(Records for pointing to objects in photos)
## BEGIN
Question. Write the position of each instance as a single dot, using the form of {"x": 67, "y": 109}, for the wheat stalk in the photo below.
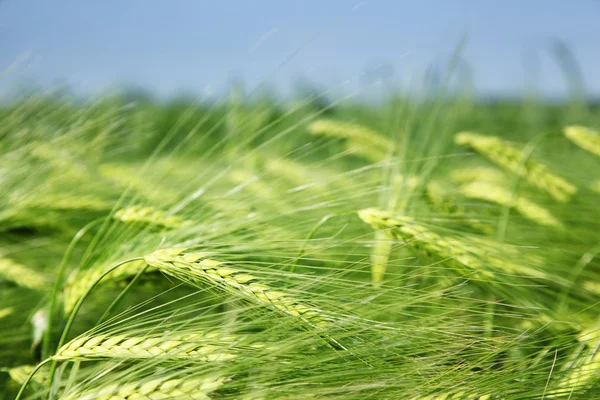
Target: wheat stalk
{"x": 586, "y": 138}
{"x": 191, "y": 389}
{"x": 6, "y": 311}
{"x": 581, "y": 374}
{"x": 202, "y": 347}
{"x": 21, "y": 275}
{"x": 371, "y": 153}
{"x": 19, "y": 374}
{"x": 199, "y": 267}
{"x": 460, "y": 255}
{"x": 358, "y": 134}
{"x": 454, "y": 396}
{"x": 80, "y": 280}
{"x": 509, "y": 157}
{"x": 499, "y": 195}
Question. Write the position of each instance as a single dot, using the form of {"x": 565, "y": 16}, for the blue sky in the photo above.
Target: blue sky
{"x": 191, "y": 45}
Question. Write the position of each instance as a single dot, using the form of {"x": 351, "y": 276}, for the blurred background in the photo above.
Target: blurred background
{"x": 164, "y": 49}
## END
Please reproduce all of the lines above, requests included, and shift every x and y coordinate in the answers by adding 75. Leave the pictures out of your answer.

## COMPLETE RESPONSE
Question. Write the position of each instance as a single dot, using the form of {"x": 67, "y": 109}, for the wheat stalk in the photo below.
Target: wheat stalk
{"x": 661, "y": 213}
{"x": 266, "y": 464}
{"x": 81, "y": 386}
{"x": 656, "y": 449}
{"x": 277, "y": 422}
{"x": 96, "y": 350}
{"x": 446, "y": 228}
{"x": 94, "y": 449}
{"x": 274, "y": 342}
{"x": 535, "y": 330}
{"x": 433, "y": 209}
{"x": 529, "y": 471}
{"x": 155, "y": 355}
{"x": 584, "y": 232}
{"x": 574, "y": 270}
Question. Write the position of each instance as a single dot, using the form of {"x": 565, "y": 16}, for the blue sky in the photo above.
Target: blue sky
{"x": 266, "y": 120}
Question. Write the position of each instance as a single dot, using the form of {"x": 351, "y": 276}, for the blurred background in the photo above.
Target: blurred background
{"x": 239, "y": 124}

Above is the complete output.